Na altura tive vinte no exame nacional de matemática e quinze nos outros. Abracei a inevitabilidade das coisas: afinal, eu tinha jeito era para a matemática, e claramente pertencia a uma engenharia. Por via das dúvidas, candidatei-me a duas faculdades de medicina: uma no Porto (não me recordo qual delas) e a Faculdade de Ciências Médicas em Lisboa. Depois candidatei-me a engenharia química, bioquímica, engenharia biomédica e ciências farmacêuticas. Entrei na FCML com 18.85 de média.

Tive a média do último colocado nesse ano. Não fui a última a entrar (éramos muitos com 18.85, e o vinte no exame colocava-me em vantagem em relação às outras pessoas com a mesma nota de entrada), mas fui das últimas. E durante meses pensei no que estaria ali a fazer. Eu, que tinha roubado uma vaga a alguém que tinha 'vocação', o que quer que isso fosse. Eu, que só queria ganhar dinheiro e viajar. Eu, que nem queria saber de velhinhos, de criancinhas, de tratar hipertensões ou de salvar vidas.

Costumo dizer que entrei no curso apaixonada por viagens e saí apaixonada por pessoas. A vontade de ir para psicologia transformou-se na vontade de ir para psiquiatria. A vontade de viajar, essa ficou para sempre.

Posso não saber tudo da minha área (caramba, possivelmente nem sei um décimo das coisas que saberei daqui a dez ou vinte anos), mas garanto que dou tudo de mim. Que sou preocupada e atenta. Que gosto genuinamente dos meus doentes, mesmo aqueles que me dão porrada (já aconteceu), que me gritam (é a vida quando se trabalha na saúde mental), que não seguem as minhas indicações, que faltam às minhas consultas e por aí fora. E por isso este discurso da vocação parece-me quase uma idiotice. Afinal, o que é isso da vocação para ser médico?

§ LISTAGEM FORNECIDA
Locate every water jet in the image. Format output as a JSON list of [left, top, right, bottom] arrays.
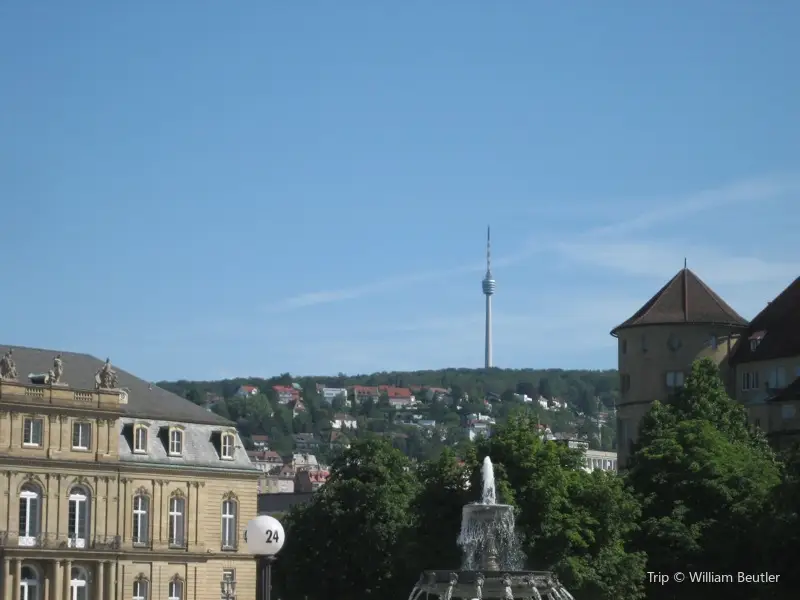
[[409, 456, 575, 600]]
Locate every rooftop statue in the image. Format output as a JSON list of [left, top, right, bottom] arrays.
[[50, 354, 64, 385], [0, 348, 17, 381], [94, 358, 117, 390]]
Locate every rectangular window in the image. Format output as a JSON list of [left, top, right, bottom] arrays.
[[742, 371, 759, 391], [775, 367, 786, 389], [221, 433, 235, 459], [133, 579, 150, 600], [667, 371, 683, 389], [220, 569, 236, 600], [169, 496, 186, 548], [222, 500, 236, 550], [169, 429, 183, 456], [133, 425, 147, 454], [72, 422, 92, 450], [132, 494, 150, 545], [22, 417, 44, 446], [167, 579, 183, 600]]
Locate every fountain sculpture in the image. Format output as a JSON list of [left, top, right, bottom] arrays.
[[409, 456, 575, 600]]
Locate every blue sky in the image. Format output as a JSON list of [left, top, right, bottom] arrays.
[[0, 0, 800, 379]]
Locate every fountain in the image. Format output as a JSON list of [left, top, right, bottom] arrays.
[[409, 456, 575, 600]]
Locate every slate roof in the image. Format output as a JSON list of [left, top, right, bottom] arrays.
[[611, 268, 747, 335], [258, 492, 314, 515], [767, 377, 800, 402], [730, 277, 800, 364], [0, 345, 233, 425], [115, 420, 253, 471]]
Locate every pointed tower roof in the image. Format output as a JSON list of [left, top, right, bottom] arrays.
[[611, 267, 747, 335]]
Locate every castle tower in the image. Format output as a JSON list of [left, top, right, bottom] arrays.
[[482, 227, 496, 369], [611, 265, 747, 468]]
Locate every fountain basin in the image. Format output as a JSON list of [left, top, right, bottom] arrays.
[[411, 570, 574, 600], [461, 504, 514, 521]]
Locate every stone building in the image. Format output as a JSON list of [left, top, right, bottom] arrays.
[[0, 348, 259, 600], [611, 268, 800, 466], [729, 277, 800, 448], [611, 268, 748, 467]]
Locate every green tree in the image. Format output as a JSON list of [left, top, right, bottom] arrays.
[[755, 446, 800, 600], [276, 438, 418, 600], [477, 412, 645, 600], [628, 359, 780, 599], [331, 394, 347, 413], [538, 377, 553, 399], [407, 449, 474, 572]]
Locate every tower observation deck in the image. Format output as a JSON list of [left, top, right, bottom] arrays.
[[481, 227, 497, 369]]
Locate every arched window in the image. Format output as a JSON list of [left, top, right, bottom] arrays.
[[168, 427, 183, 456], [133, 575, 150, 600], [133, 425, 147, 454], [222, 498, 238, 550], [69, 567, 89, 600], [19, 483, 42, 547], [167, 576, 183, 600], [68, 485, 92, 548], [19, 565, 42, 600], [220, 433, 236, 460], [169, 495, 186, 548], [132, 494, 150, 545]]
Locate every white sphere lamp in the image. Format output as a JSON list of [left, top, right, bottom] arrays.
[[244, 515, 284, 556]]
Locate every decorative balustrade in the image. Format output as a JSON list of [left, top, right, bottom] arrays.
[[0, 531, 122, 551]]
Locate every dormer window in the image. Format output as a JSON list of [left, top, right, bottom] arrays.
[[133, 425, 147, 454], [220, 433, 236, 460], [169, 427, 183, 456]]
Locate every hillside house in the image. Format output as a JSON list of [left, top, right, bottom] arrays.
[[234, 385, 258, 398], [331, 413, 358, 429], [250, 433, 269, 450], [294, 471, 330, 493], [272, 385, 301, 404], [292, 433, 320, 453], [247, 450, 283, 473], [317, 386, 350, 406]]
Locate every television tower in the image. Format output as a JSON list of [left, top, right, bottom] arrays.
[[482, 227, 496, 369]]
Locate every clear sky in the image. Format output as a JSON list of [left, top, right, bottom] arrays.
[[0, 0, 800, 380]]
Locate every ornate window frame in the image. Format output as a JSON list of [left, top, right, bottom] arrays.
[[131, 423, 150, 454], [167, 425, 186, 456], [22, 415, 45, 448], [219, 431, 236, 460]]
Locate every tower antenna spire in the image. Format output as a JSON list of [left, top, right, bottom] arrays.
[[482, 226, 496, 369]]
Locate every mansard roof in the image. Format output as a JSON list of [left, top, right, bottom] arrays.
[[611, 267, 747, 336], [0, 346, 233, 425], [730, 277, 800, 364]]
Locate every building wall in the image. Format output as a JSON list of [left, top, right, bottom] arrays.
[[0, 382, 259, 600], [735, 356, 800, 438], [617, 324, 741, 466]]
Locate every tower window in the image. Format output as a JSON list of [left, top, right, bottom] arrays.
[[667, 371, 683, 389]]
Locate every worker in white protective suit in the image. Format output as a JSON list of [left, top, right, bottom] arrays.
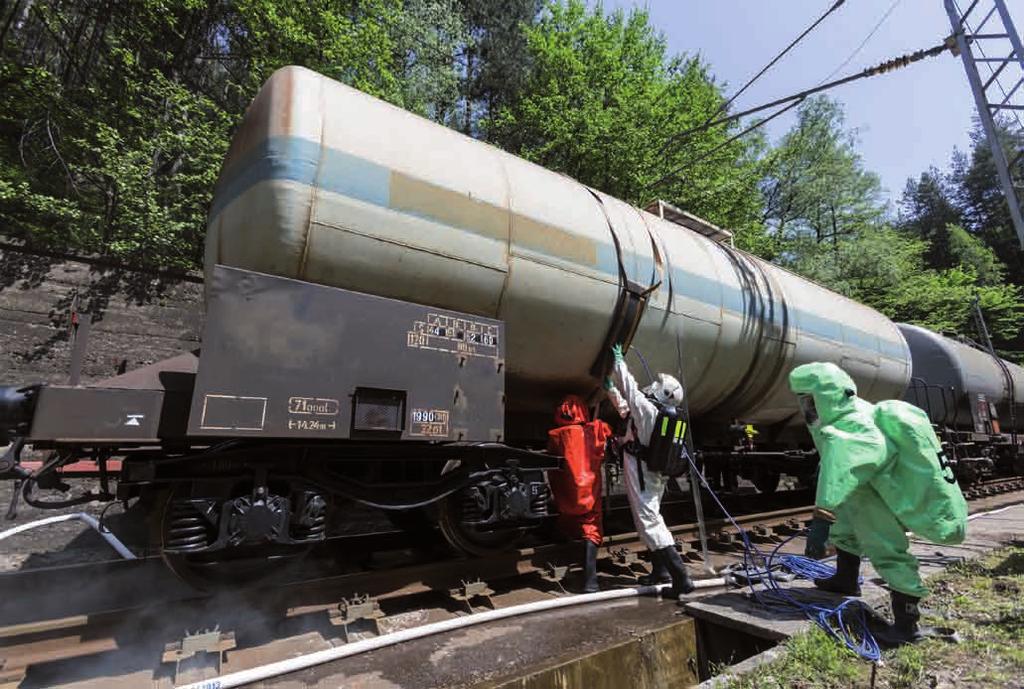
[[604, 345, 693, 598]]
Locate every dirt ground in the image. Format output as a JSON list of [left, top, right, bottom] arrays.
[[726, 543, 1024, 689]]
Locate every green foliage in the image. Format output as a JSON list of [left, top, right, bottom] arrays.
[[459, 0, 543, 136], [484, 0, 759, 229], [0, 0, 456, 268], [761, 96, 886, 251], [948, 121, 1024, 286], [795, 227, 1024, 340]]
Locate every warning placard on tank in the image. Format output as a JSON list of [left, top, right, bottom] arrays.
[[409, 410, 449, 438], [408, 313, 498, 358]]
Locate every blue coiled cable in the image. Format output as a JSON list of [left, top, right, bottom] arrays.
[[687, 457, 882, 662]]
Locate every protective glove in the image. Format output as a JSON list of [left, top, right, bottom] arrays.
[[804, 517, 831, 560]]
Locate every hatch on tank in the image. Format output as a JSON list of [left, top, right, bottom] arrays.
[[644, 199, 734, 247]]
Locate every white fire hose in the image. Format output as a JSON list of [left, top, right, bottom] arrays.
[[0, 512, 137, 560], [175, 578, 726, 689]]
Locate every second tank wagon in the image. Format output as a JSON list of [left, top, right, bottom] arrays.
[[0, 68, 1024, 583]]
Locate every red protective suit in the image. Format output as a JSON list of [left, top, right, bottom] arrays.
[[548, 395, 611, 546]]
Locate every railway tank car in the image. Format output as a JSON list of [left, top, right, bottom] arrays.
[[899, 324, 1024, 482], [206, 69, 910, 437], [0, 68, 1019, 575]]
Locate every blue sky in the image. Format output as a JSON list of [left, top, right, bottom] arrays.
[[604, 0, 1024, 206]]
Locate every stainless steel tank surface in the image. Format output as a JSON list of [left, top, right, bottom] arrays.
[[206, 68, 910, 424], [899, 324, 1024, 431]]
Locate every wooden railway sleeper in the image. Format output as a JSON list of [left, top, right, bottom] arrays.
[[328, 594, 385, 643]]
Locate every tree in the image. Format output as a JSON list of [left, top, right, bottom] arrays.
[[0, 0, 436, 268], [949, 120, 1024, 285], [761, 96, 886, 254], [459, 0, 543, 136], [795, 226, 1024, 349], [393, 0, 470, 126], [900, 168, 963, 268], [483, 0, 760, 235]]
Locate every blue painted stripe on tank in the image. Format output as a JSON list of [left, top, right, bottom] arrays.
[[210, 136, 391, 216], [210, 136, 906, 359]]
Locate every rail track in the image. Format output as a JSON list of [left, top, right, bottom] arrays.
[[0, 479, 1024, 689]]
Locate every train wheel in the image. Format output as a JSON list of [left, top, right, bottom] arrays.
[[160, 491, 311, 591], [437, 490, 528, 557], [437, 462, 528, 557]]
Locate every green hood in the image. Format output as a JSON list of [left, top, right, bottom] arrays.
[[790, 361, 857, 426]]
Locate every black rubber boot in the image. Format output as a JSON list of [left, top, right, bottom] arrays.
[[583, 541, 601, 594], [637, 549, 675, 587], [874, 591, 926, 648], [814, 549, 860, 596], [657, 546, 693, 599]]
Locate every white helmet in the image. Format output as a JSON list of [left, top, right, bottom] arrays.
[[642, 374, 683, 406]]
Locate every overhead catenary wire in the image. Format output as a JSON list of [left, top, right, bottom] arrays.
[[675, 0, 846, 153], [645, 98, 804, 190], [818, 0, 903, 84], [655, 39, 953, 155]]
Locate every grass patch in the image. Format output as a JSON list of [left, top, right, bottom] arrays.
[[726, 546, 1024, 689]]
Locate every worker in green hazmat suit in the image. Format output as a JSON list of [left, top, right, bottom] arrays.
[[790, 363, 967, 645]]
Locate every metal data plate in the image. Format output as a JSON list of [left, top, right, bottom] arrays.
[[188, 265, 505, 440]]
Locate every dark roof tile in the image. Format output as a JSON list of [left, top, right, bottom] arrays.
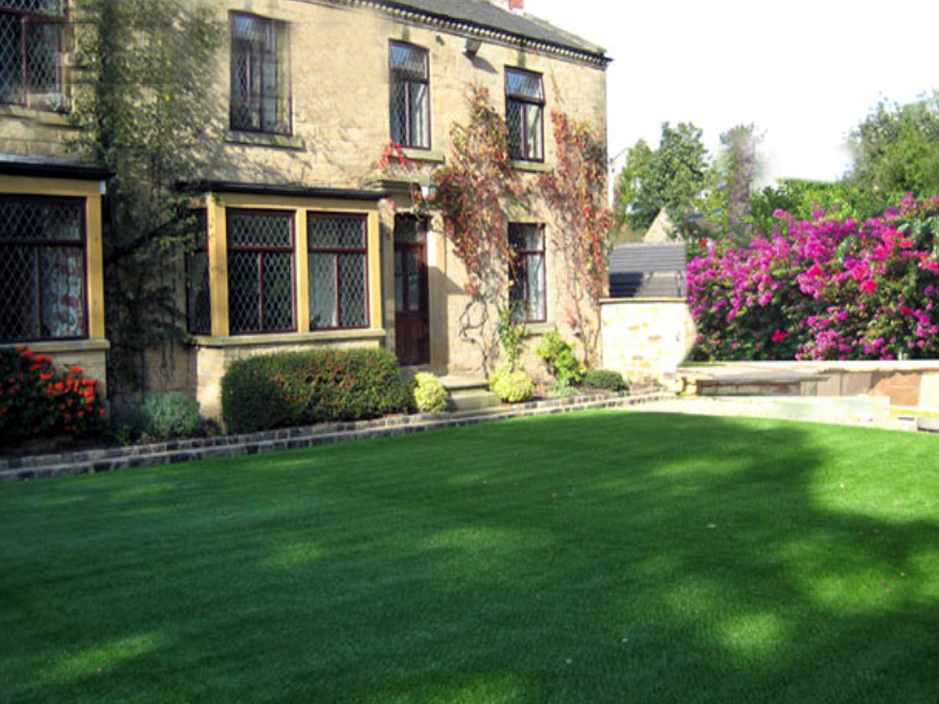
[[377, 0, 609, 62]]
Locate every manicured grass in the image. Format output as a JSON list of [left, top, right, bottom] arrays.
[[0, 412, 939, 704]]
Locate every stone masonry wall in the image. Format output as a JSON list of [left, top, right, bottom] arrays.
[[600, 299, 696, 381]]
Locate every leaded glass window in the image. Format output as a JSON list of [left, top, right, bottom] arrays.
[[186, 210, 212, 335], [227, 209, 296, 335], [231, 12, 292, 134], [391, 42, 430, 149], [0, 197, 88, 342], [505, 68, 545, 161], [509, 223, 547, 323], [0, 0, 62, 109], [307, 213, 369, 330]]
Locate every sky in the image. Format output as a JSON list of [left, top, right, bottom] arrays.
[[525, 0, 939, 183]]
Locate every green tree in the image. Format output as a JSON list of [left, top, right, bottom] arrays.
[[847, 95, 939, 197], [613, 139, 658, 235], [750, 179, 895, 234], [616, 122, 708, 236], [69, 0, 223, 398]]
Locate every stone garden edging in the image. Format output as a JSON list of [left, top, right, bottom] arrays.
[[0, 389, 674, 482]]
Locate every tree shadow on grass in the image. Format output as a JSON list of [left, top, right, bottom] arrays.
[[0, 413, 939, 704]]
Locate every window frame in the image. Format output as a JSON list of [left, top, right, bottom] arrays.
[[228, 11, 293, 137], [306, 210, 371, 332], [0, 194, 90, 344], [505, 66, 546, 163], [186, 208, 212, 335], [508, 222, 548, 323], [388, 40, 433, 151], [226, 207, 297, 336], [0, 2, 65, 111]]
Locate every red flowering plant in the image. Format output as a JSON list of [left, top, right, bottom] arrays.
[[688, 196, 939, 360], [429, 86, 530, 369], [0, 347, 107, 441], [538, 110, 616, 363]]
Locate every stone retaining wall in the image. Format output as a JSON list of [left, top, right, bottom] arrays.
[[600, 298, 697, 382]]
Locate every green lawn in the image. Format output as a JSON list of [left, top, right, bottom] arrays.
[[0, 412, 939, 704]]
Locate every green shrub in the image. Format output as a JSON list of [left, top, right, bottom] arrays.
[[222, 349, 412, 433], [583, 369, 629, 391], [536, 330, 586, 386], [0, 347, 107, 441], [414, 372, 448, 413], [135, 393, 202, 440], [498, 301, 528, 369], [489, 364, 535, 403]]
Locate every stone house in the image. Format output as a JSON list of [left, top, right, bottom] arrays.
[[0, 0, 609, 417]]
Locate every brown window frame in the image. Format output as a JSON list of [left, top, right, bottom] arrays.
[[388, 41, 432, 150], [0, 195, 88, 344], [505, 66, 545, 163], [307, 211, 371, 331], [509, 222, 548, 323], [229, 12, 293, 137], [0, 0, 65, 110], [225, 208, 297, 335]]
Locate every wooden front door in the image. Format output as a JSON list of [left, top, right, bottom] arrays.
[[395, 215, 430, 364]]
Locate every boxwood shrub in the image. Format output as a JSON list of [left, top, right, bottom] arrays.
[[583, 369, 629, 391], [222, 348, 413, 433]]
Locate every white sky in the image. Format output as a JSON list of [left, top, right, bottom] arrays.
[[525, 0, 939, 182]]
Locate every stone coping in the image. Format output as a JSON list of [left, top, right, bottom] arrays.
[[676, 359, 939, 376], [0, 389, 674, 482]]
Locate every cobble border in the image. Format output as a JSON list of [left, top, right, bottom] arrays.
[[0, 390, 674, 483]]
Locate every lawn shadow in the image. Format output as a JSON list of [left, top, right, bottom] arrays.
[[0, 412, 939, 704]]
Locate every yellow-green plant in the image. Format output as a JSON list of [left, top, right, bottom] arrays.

§ TAREFAS A REALIZAR
a - Reproduza o trecho do texto sobre a vocação para a medicina que vai desde "Costumo dizer que" até "ficou para sempre.".
b - Prossiga o texto sobre a vocação para a medicina a partir do ponto em que termina.
A listagem não tem qualquer papel aqui.

§ RESPOSTAS POR ITEM
a -
Costumo dizer que entrei no curso apaixonada por viagens e saí apaixonada por pessoas. A vontade de ir para psicologia transformou-se na vontade de ir para psiquiatria. A vontade de viajar, essa ficou para sempre.

b -
O Pedro também não queria ser médico. Na verdade, queria ser pianista. Mas não era suficientemente bom (acontece), tinha boas notas, não se queria chatear muito e achou que mais facilmente teria uma vida calma e despreocupada em medicina (mais uma vez, uma perspectiva claramente demasiado optimista). Durante anos ouvi o Pedro dizer que não era isto que queria. Hoje o Pedro é um dos melhores médicos que eu conheço. É um oftalmologista do caraças. E vem para casa cheio de dúvidas, repleto de inseguranças sobre se está a fazer as coisas bem, se está a dar o seu melhor ou se o seu melhor chega.

O Bernardo também não queria ser médico. Queria ir para história. Hoje é um endocrinologista bestial.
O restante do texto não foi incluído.